Extract START

Breakfast: Smoothies & Batch Cooking
Dr. Romm knows the value of cooking once and enjoying the same meal multiple times, especially for expecting moms.
This Kale & Red Pepper Frittata comes together in 30 minutes and makes four servings so her clients can cook once and enjoy it throughout the week. Leftovers reduce the amount of time spent in the kitchen, which means expecting moms can spend more time getting ready for the baby to arrive.
Dr. Romm also highlights that this recipe is rich in important prenatal nutrients like choline, protein and can be topped with avocado for monosaturated fats.
“It’s a really beautiful, simple meal that is wonderful for breakfast or dinner (and leftovers!) Eggs are one of the only food sources that are especially rich in choline - essential for a baby’s brain development - and of course a great source of protein. I recommend topping with avocado, which is one of the best sources of monounsaturated fats for pregnancy and fertility.”
If cooking eggs and veggies seems a little too much for expecting moms, another easy and delicious way to get nutrients with little effort is through smoothies, like our Tahini Green Smoothie.
Dr. Romm loves this recipe as it contains ginger and seeds.
"Smoothies are a great way to pack in nutrition, especially if women are struggling with prenatal nausea, which the ginger in this recipe can provide extra relief for. I encourage all pregnant women to eat seeds daily so I love that this smoothie blends tahini and chia seeds. Both are excellent for hormone health and fertility."
Lunch & Snacks: Simple, Whole Ingredients
Lunch also needs to come together quickly and easily, which is why our Salmon with Coconut Kale recipe is a go-to for Dr. Romm. It focuses on simple, whole ingredients that pack really important nutrients for expecting mothers including omega 3 fatty acids, folate and iron.
"I often recommend this with a complex carbohydrate like quinoa for a complete, nutrient-dense meal. Nutritionally, salmon is a really great source of omega 3 fatty acids, which are very supportive of a baby’s brain development and forming the nervous system. Dark leafy greens provide folate, important for the formation of baby’s chromosomes and nervous system, and iron, which helps prevent anemia associated with adverse fetal and maternal outcomes."

Extract END
Data for analysis START

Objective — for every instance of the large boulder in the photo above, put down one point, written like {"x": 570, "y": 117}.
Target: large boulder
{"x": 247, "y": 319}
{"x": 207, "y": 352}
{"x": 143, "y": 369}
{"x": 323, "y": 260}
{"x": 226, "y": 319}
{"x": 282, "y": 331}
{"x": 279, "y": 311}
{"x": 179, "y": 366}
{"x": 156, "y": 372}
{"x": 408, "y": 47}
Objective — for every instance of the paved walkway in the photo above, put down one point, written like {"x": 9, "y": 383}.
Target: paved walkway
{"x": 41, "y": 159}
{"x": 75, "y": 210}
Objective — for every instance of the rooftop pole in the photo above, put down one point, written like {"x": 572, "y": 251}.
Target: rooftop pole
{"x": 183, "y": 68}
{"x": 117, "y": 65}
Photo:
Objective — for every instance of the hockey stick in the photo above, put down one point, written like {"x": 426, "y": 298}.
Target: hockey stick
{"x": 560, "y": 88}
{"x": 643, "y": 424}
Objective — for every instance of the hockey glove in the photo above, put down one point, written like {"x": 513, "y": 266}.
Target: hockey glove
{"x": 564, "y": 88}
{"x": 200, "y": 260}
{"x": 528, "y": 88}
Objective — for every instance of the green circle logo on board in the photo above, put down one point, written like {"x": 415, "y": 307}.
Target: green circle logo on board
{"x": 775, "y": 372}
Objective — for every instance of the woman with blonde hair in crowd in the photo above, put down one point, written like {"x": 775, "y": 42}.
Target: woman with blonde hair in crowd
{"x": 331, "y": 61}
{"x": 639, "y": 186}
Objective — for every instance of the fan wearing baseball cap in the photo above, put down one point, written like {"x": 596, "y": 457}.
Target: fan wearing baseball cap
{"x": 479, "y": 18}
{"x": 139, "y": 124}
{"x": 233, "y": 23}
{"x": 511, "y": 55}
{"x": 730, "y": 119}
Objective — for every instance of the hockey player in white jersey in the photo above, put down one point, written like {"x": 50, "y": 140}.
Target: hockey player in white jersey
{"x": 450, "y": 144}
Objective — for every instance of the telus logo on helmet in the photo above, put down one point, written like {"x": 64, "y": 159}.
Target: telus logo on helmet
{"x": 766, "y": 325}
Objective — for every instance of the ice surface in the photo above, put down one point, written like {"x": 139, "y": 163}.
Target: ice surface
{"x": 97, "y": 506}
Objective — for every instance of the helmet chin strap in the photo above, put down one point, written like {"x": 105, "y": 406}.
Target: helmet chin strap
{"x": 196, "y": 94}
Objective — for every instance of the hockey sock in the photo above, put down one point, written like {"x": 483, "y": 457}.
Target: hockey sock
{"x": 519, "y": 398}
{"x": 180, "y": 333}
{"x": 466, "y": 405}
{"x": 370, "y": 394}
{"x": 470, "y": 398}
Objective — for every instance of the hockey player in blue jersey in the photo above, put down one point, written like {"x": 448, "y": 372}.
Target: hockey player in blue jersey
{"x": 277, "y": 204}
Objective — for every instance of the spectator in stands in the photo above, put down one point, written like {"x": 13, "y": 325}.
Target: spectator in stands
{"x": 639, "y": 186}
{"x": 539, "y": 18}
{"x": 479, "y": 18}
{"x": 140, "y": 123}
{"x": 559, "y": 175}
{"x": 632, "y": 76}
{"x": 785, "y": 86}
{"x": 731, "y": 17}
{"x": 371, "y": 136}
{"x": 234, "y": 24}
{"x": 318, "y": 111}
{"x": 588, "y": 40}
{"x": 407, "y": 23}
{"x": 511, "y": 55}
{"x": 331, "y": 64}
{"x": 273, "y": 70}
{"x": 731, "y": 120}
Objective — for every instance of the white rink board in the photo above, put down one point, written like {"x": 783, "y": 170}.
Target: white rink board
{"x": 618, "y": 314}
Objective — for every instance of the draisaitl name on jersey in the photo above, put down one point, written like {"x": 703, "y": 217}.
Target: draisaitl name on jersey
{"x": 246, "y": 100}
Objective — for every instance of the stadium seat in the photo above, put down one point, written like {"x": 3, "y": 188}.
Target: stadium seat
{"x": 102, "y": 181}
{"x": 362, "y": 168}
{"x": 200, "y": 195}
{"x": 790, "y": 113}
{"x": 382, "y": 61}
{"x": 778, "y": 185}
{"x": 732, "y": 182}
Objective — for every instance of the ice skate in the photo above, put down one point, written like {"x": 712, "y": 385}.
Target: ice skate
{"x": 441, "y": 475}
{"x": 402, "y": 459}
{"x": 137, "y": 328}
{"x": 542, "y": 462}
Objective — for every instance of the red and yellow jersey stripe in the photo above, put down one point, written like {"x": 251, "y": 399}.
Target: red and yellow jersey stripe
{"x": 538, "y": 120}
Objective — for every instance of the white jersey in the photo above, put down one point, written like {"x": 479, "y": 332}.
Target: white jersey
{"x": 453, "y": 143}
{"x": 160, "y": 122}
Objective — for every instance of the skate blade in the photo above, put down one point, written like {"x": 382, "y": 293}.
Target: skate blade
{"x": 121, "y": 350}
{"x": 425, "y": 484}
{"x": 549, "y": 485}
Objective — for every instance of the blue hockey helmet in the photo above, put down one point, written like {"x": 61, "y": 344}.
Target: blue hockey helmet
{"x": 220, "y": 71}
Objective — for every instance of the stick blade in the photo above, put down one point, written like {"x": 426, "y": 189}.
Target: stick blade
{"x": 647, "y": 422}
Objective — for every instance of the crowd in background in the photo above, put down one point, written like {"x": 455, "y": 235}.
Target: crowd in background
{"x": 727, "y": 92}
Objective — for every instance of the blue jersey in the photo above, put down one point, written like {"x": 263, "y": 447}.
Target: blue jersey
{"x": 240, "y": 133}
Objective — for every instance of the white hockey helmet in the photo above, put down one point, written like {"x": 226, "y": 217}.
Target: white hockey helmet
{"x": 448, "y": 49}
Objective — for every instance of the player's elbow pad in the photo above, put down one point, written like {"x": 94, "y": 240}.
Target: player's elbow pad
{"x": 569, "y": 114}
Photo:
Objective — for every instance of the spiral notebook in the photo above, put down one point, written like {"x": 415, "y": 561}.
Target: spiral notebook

Data for analysis END
Data for analysis START

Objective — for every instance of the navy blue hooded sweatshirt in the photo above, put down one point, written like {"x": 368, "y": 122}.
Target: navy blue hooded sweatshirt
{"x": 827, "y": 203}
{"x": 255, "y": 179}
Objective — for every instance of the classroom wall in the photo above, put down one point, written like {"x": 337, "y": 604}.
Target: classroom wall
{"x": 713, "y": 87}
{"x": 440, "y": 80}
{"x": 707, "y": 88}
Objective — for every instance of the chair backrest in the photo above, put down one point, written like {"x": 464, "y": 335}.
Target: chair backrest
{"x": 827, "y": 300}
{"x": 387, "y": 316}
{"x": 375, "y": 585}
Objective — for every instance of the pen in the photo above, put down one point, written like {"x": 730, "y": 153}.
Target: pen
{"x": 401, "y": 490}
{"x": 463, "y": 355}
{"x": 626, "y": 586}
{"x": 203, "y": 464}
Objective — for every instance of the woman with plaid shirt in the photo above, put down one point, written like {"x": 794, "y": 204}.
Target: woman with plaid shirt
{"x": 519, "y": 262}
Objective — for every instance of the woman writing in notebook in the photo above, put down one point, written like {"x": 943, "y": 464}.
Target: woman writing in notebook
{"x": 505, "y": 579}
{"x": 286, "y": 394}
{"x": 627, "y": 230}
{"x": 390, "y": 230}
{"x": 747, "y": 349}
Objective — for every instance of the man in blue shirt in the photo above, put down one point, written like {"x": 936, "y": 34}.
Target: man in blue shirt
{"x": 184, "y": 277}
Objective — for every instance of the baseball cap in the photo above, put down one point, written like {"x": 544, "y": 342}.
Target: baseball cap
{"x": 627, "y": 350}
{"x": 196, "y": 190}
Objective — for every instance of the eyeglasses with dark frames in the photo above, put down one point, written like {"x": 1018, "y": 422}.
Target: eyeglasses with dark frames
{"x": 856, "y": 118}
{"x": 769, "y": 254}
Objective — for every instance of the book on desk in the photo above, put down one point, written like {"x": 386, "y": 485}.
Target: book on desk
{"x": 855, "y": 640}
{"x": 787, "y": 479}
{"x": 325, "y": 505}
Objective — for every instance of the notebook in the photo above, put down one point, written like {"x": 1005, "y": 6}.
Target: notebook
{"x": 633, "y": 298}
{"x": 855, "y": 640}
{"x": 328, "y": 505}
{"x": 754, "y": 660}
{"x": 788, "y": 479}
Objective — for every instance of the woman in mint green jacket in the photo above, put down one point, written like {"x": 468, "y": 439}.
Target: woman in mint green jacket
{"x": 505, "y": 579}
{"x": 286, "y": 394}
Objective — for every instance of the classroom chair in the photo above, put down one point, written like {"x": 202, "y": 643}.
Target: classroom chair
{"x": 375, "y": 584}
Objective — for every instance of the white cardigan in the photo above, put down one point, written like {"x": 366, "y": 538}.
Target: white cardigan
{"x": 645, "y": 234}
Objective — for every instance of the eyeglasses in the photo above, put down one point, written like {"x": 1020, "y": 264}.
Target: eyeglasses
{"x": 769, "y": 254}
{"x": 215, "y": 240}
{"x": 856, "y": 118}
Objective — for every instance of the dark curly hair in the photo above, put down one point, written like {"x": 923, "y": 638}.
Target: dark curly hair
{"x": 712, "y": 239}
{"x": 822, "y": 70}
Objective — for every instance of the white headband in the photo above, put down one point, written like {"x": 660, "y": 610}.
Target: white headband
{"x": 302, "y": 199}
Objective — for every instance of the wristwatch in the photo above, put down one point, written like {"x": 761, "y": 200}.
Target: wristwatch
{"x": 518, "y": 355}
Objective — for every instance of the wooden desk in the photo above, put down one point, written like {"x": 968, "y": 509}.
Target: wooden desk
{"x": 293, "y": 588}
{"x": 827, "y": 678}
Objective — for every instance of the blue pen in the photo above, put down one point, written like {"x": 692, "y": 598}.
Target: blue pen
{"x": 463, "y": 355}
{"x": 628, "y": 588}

Data for analysis END

Complete the following:
a – In the article on prenatal meals, what nutrient in dark leafy greens is said to help prevent anemia?
b – Write the next part of the article on prenatal meals, picking up after its last sentence.

Numbered answers:
a – Iron.

b –
Simple snacks, like our Hummus & Veggies Snack Box, are also necessary to keep prenatal clients satisfied. Late into pregnancy, eating large meals usually results in acid reflux, so keeping snacks simple and nutrient-dense is important for comfort as well as nutrition.
Dinner: Complex Carbohydrates & Soups
Expecting mothers often crave carbohydrates during pregnancy. That is why Dr. Romm loves adding our Lemon Pesto Penne to her client’s meal plans which helps meet those cravings with nutrient-dense complex carbohydrates.
"Carbohydrates are actually really important in pregnancy for baby to get B vitamins. Pairing with vegetables as this recipe does can make veggies more palatable if women are struggling with their intake. So I make sure to provide recipes with complex carbohydrates that are not only comforting, but also deeply nourishing."
Dishes that can be batch prepared and last in the freezer, like our Coconut Chickpea Curry, are super important during prenatal preparations. Soups and stews can support healing, encourage breastmilk production and deliver essential nutrients.
”Soups and stews are a traditional postpartum food to support healing and breastmilk production that also translate really well to pregnancy. Not only is it a vehicle for all you need in terms of protein, fat, and carbohydrates, but it packs wonderful anti-inflammatory and anti-nausea spices like ginger. Cooked veggies are also sometimes easier to tolerate if you are dealing with pregnancy-related symptoms.”